## [The request]
Skip the images and copy each record exactly as written.

Records excerpted from a collection
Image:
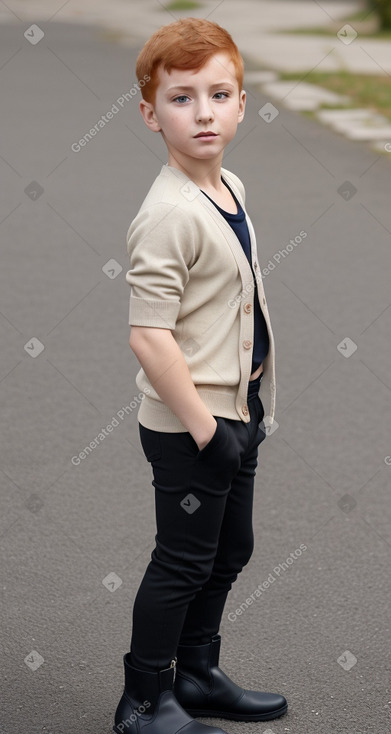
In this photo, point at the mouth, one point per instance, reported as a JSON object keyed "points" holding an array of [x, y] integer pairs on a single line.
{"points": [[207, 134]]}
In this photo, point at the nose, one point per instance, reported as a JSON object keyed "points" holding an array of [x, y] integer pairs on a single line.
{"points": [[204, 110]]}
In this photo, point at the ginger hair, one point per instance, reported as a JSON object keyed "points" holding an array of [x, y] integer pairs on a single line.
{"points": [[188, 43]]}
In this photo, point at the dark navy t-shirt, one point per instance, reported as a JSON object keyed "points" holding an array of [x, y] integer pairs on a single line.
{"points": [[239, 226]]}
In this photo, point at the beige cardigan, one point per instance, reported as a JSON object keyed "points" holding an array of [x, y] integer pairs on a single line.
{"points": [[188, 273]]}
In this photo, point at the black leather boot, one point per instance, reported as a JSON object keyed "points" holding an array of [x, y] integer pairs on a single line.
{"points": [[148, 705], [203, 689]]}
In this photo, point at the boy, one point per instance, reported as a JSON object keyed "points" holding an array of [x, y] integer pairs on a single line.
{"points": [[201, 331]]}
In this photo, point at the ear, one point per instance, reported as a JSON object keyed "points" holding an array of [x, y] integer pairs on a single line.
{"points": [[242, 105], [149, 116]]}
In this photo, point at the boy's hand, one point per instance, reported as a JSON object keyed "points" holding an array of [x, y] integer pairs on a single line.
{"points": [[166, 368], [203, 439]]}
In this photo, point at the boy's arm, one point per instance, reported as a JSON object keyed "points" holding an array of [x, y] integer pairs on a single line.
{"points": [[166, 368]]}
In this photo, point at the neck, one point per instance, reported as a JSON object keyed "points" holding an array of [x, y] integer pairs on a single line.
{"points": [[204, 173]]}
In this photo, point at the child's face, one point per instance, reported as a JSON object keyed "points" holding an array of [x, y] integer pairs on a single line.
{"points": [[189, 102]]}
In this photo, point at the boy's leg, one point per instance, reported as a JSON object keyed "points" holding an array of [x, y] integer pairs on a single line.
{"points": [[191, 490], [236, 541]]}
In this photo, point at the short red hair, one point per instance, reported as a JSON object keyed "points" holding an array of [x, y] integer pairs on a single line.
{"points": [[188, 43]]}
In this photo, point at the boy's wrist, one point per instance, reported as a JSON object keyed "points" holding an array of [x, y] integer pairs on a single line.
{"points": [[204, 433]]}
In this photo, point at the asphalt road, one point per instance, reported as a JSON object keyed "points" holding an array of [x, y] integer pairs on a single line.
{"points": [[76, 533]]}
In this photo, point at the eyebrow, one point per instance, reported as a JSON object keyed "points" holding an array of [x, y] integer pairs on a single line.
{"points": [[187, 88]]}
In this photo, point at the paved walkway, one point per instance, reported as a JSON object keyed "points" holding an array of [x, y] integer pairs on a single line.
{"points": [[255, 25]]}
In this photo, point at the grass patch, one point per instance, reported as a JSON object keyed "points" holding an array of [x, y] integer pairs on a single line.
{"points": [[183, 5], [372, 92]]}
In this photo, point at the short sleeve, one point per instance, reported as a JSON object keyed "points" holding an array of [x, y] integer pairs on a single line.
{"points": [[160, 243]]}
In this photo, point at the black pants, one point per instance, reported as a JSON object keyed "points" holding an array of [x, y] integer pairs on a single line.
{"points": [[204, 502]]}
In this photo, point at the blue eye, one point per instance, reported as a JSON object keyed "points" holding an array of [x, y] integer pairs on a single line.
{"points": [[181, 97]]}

## [Result]
Image:
In this photo, point at the mouth, one point per instance, reported as a JSON object keyed "points" holding an array of [x, y] integer pairs on a single line.
{"points": [[207, 134]]}
In this photo, point at the nose, one point per instance, reported as a JSON object keyed "points" holding an array of [x, y] integer pairs on a single line.
{"points": [[204, 110]]}
In this photo, point at the ginger hair, one point per instance, reported as a JSON object keyed "points" holding an array of [x, y] integer pairs on a single line.
{"points": [[188, 43]]}
In this photo, point at the dark navy t-shirt, one point per instance, reported as a JSON object keyed "points" holding an array of [x, y] integer pairs on a single line.
{"points": [[239, 226]]}
In this photo, point at the beige cardigan, one point per instance, reported as a JSON object keyed "points" holding an array of [x, y] integer pairs on a single line.
{"points": [[188, 273]]}
In this photo, point at the black leather boot, one point per instance, reported as a JSON object keyed "points" holding an array of [x, y] integer pairs on a single line.
{"points": [[148, 705], [203, 689]]}
In this photo, point at the boy, one point per instance, reported as a JSON object keyed "points" holding an array of [x, y] integer pairs on a single line.
{"points": [[201, 331]]}
In this photo, point at the ear, one point per instance, reported as a JSON object keyed "points" holding an array of [x, y] integer pairs on a single line.
{"points": [[242, 105], [149, 116]]}
In this photo, point at the boy's hand, one point per instance, reported as a JSON object keyed "points" holding an array of [x, y] integer pairs on a single line.
{"points": [[166, 368], [203, 439]]}
In this photo, point at the boy's arm, one point per instance, reported as a JSON object keyed "points" holding an array of [x, y] integer pairs on a single line.
{"points": [[166, 368]]}
In this photo, point at the neck, one point per instance, reported as a JSON object keyed "points" holding an array of [x, y] integer pairs on a single line.
{"points": [[204, 173]]}
In this photo, point at the child's face, one point per instance, reported as a JSON object keyed "points" holding an array of [x, y] integer pairs on a single line.
{"points": [[189, 102]]}
In this photo, point at the boy's leg, one point per instance, reported as a JSON object keyed "points" holding an array of [x, y] integer pairs on a single line.
{"points": [[191, 490], [236, 541]]}
In this photo, point at the short red hair, one point per instance, reported as a JSON object keyed "points" holding an array of [x, y] integer pairs on a single line.
{"points": [[188, 43]]}
In this photo, point at the boy's wrist, one point per instance, reported as a JSON object keyed "points" holding an array of [x, y] integer pairs on a single line.
{"points": [[204, 433]]}
In this photo, point at the asphalt road, one point per instance, reported as a JSON object keyed "points" holding an array of [x, y] integer pairs on a single line.
{"points": [[76, 533]]}
In this photo, point at the eyebrow, one point per instance, reported as a JSON object keyed "points" holding an array of [x, y] integer pairs on a single line.
{"points": [[187, 88]]}
In this photo, point at the paved walkway, one point per instance, reported as a JSON object keyed "points" holding an array of [x, y] integer pairs on a single line.
{"points": [[255, 25]]}
In this photo, point at the grass patch, one point per instance, reported as a JSON object keyed "points" holding an array of [x, y] integer pairs on a single line.
{"points": [[183, 5], [372, 92]]}
In this photo, point at the short sleeve, one point per instance, reported as a JSON object keyed "points" holding an array of [x, y] integer pairs on a single line.
{"points": [[160, 243]]}
In this photo, point at the black pants, one point per instance, reported as a JSON object keyed "points" holding an array of [x, y] integer pairs on a single line.
{"points": [[204, 502]]}
In this photo, point at the blue eye, one point per instance, reported as a JSON object keyed "points" holding an array of [x, y] integer pairs on a single line.
{"points": [[181, 97]]}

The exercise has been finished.